WHAT THE TASK REQUIRES → In the entries below, find the line containing "Readme: the locator spots each instance of the orange". Copy it and all lines after it, exactly, through the end.

Excerpts of location labeling data
═══

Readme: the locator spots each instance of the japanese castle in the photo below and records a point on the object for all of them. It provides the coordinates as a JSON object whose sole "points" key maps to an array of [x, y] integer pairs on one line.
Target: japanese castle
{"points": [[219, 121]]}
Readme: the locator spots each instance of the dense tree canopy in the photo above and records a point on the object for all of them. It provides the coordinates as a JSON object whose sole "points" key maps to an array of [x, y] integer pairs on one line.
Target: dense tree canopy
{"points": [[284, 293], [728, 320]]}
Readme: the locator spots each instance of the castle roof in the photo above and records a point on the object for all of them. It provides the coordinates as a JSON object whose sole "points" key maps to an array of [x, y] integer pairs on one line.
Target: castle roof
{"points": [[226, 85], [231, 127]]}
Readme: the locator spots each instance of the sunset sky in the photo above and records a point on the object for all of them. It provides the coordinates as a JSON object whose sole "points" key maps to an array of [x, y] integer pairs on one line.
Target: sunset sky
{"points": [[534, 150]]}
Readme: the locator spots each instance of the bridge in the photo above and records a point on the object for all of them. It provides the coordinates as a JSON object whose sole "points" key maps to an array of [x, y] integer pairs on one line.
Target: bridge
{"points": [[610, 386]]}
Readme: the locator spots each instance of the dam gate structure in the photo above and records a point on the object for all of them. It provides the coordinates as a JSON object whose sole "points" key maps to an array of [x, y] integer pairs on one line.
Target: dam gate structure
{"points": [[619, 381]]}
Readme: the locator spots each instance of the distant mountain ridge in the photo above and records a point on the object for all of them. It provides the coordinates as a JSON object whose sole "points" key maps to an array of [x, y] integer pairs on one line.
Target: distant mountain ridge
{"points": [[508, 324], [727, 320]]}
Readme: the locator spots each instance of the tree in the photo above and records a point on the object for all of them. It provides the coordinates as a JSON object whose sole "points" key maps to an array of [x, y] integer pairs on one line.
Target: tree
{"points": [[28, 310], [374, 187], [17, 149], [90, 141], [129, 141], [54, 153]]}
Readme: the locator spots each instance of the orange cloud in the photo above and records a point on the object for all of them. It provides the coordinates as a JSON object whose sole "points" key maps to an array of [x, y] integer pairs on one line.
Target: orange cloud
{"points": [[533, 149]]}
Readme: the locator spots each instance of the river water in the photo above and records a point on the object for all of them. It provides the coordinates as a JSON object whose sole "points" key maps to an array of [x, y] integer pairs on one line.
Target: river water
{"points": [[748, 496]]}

═══

THE SOLUTION →
Readme: the locator spots each instance of the orange cloud in the photo above and records a point on the object for all of them. It provides the coordinates as a JSON object whose sole "points" key maps to an array of [x, y] integer pairs on one line.
Target: orange cloud
{"points": [[533, 149]]}
Readme: the locator spots each instance of the river water in the photo above and records a point on the object for all of them. It provides the coordinates as a JSON object whose sole "points" key maps to an array of [x, y] integer pairs on one line.
Target: river water
{"points": [[748, 496]]}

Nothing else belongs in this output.